This is a practical guide for georeferencing. It describes the protocols to determine the shapes of features and how to use them as the basis for georeferencing with the point-radius georeferencing method (Wieczorek 2001, Wieczorek et al. 2004, Chapman & Wieczorek 2020) using the Georeferencing Calculator (Wieczorek & Wieczorek 2020), and its associated Georeferencing Calculator Manual (Bloom et al. 2020), maps, gazetteers, and other resources from which coordinates and spatial boundaries for places can be found. This document is a citable georeferencing protocol. If a derived protocol is used, a new document with attribution to this Guide should be made publicly available and cited.
This Guide is based on a first version of the Guide (Wieczorek et al. 2012)), which was in turn an adaptation of Georeferencing for Dummies (Spencer et al. 2008). It explains the recommended georeferencing procedures for the most commonly encountered type of localities. This Guide should be used in parallel with the Georeferencing Best Practices (Chapman & Wieczorek 2020), which contains the theoretical background and more detailed information about concepts used here.

(Saved entries)
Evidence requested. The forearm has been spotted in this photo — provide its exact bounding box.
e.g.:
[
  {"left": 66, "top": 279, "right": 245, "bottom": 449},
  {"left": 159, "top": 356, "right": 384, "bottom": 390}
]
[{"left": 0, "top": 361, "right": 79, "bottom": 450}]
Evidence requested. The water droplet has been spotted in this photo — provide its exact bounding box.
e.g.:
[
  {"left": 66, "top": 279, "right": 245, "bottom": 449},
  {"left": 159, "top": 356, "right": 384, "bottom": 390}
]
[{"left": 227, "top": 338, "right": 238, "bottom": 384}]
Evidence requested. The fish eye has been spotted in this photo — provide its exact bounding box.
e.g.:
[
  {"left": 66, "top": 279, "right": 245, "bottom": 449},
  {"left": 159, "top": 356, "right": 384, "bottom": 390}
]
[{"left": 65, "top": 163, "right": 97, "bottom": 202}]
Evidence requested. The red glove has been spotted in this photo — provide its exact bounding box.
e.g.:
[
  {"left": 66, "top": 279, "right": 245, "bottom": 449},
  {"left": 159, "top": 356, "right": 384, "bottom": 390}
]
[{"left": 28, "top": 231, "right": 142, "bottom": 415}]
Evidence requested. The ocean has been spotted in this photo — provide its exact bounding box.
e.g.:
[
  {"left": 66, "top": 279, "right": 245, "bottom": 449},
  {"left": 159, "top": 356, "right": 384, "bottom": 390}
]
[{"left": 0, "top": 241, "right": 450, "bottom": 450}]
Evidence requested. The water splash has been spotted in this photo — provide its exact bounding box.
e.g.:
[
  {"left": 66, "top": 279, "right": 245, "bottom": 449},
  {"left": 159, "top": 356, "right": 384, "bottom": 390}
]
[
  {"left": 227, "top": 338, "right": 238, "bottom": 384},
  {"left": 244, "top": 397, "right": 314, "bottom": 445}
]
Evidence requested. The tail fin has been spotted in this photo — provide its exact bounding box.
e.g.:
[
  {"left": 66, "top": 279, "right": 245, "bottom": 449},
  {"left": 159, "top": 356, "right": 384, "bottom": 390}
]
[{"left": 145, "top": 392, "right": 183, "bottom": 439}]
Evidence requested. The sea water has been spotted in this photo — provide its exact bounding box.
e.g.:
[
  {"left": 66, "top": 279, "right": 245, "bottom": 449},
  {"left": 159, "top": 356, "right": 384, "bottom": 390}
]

--- Aim 1 ---
Answer these questions from the georeferencing guide, one line each:
(a) Which georeferencing method does the guide describe?
(b) What was the first version of the guide adapted from?
(c) Which document should be used in parallel with the guide?
--- Aim 2 ---
Proceed with the georeferencing guide, writing on from its final sentence.

--- Exercise response 1 ---
(a) The point-radius georeferencing method.
(b) Georeferencing for Dummies (Spencer et al. 2008).
(c) The Georeferencing Best Practices (Chapman & Wieczorek 2020).

--- Exercise response 2 ---
Underlined terms throughout this document (e.g. accuracy) link to definitions in the Glossary. Terms in italics (e.g. Input Latitude ) refer to fields and/or labels in the Georeferencing Calculator (Wieczorek & Wieczorek 2020) (hereafter referred to as 'the Calculator'). Darwin Core terms are displayed in monospace (e.g. dwc:georeferenceRemarks) in all GBIF digital documentation.
At the end of this document is a Georeference Quick Reference Guide Key to Locality Types, which contains a quick summary of the protocols for the most common locality types, described in detail in the sections of this guide.
This document provides guidance on how to georeference using the point-radius method. This Guide also provides the methods for determining the boundaries of features, which form the basis of the shape georeferencing method.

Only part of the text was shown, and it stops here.